**PASSAGE:**
=======
Curry’s, Firestone, A Fountain & Kluwer – Brentford – 1990

Curry’s, Firestone, A Fountain & Kluwer continues from where my previous post about my walk on Sunday 7th January 1990 In Memory of Macleans & Trico – 1990 ended.

Warehouse, 991, Great West Road, Brentford, Hounslow, 1990, 90-1g-42
Former Curry’s, 991, Great West Road, Brentford, Hounslow, 1990, 90-1g-42

Warehouse and offices built in 1935-6 by F E Simpkins as a distribution centre for Curry’s Ltd. Grade II listed in 1994. Curry’s lost their headquarters building when it was taken over during the war to make aircraft parts. But in 1996 they opened a new superstore a few yards down the road at 971, a site where from 1929 Packard Cars were built; it had beenbadly damaged by a V2 in March 1945, but was rebuilt and became an annexe to Sperry Gyroscope until they moved to Bracknell in 1966.

In 1990, 991 Great West Road was Cooper West London Service. After some years of disuse in 2000 it became the offices of JC Decaux.

Gate, Firestone Tyre Factory, Great West Road, Brentford, Hounslow, 1990, 90-1g-43
Gate, Firestone Tyre Factory, Great West Road, Brentford, Hounslow, 1990, 90-1g-43

Closed in 1979, the factory was bought by Trafalgar House and demolished during the 1980 August bank holiday to preempt its listing, due to be announced two days later. It was one of the finest buildings designed by Wallis, Gilbert and Partners and only the second to be opened on the Great West Rd in 1928.
=======
**INFORMATION SUPPLIED:**
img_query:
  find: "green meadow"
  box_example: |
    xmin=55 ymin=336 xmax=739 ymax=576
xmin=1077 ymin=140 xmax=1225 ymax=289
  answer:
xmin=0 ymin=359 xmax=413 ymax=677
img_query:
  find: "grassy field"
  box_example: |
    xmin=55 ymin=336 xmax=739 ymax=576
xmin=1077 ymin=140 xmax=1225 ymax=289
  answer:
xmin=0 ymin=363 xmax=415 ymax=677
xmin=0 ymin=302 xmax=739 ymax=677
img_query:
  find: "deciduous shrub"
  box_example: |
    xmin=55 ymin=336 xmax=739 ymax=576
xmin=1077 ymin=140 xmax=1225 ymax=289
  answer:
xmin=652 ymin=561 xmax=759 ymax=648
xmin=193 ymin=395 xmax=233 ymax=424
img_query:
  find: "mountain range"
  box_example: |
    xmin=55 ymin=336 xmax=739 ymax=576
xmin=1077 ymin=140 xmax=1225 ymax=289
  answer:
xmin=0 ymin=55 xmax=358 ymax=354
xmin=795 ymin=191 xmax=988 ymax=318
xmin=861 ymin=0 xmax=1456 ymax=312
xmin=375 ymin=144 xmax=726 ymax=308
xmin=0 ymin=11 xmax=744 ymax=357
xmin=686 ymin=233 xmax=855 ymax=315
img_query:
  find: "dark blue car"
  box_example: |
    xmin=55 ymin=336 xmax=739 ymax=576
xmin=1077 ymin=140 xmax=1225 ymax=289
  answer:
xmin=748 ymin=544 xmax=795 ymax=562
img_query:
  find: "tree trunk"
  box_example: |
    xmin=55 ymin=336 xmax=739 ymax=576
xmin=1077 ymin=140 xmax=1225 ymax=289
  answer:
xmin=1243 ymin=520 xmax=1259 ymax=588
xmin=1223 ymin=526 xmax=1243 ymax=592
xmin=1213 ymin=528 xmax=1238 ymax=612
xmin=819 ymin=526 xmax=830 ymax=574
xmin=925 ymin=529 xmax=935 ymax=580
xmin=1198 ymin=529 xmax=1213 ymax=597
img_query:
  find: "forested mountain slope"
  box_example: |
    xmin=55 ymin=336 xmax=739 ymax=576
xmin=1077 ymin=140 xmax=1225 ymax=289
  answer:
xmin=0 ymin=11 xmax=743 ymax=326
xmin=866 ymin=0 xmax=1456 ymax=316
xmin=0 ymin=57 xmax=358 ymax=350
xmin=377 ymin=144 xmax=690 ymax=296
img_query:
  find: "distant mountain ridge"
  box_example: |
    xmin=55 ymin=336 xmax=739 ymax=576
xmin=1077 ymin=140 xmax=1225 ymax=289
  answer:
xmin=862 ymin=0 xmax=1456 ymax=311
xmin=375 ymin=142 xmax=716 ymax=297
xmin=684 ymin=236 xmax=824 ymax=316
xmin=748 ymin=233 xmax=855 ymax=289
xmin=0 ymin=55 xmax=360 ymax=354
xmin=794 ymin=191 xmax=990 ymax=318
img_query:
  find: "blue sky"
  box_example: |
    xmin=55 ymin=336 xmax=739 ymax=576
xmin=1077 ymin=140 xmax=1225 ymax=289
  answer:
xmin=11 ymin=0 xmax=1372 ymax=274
=======
**CHALLENGES:**
1. Quote the passage about Brentford in full, word for word.
2. Reproduce the stretch of the listing from its first line through the line containing "xmin=193 ymin=395 xmax=233 ymax=424", substituting "open lawn" for "grassy field" and leaving everything else unchanged. Return only that stretch.
The listing is unrelated to the passage about Brentford.

**TASK SOLUTIONS:**
1.
Curry’s, Firestone, A Fountain & Kluwer – Brentford – 1990

Curry’s, Firestone, A Fountain & Kluwer continues from where my previous post about my walk on Sunday 7th January 1990 In Memory of Macleans & Trico – 1990 ended.

Warehouse, 991, Great West Road, Brentford, Hounslow, 1990, 90-1g-42
Former Curry’s, 991, Great West Road, Brentford, Hounslow, 1990, 90-1g-42

Warehouse and offices built in 1935-6 by F E Simpkins as a distribution centre for Curry’s Ltd. Grade II listed in 1994. Curry’s lost their headquarters building when it was taken over during the war to make aircraft parts. But in 1996 they opened a new superstore a few yards down the road at 971, a site where from 1929 Packard Cars were built; it had beenbadly damaged by a V2 in March 1945, but was rebuilt and became an annexe to Sperry Gyroscope until they moved to Bracknell in 1966.

In 1990, 991 Great West Road was Cooper West London Service. After some years of disuse in 2000 it became the offices of JC Decaux.

Gate, Firestone Tyre Factory, Great West Road, Brentford, Hounslow, 1990, 90-1g-43
Gate, Firestone Tyre Factory, Great West Road, Brentford, Hounslow, 1990, 90-1g-43

Closed in 1979, the factory was bought by Trafalgar House and demolished during the 1980 August bank holiday to preempt its listing, due to be announced two days later. It was one of the finest buildings designed by Wallis, Gilbert and Partners and only the second to be opened on the Great West Rd in 1928.

2.
img_query:
  find: "green meadow"
  box_example: |
    xmin=55 ymin=336 xmax=739 ymax=576
xmin=1077 ymin=140 xmax=1225 ymax=289
  answer:
xmin=0 ymin=359 xmax=413 ymax=677
img_query:
  find: "open lawn"
  box_example: |
    xmin=55 ymin=336 xmax=739 ymax=576
xmin=1077 ymin=140 xmax=1225 ymax=289
  answer:
xmin=0 ymin=363 xmax=415 ymax=677
xmin=0 ymin=302 xmax=739 ymax=677
img_query:
  find: "deciduous shrub"
  box_example: |
    xmin=55 ymin=336 xmax=739 ymax=576
xmin=1077 ymin=140 xmax=1225 ymax=289
  answer:
xmin=652 ymin=561 xmax=759 ymax=648
xmin=193 ymin=395 xmax=233 ymax=424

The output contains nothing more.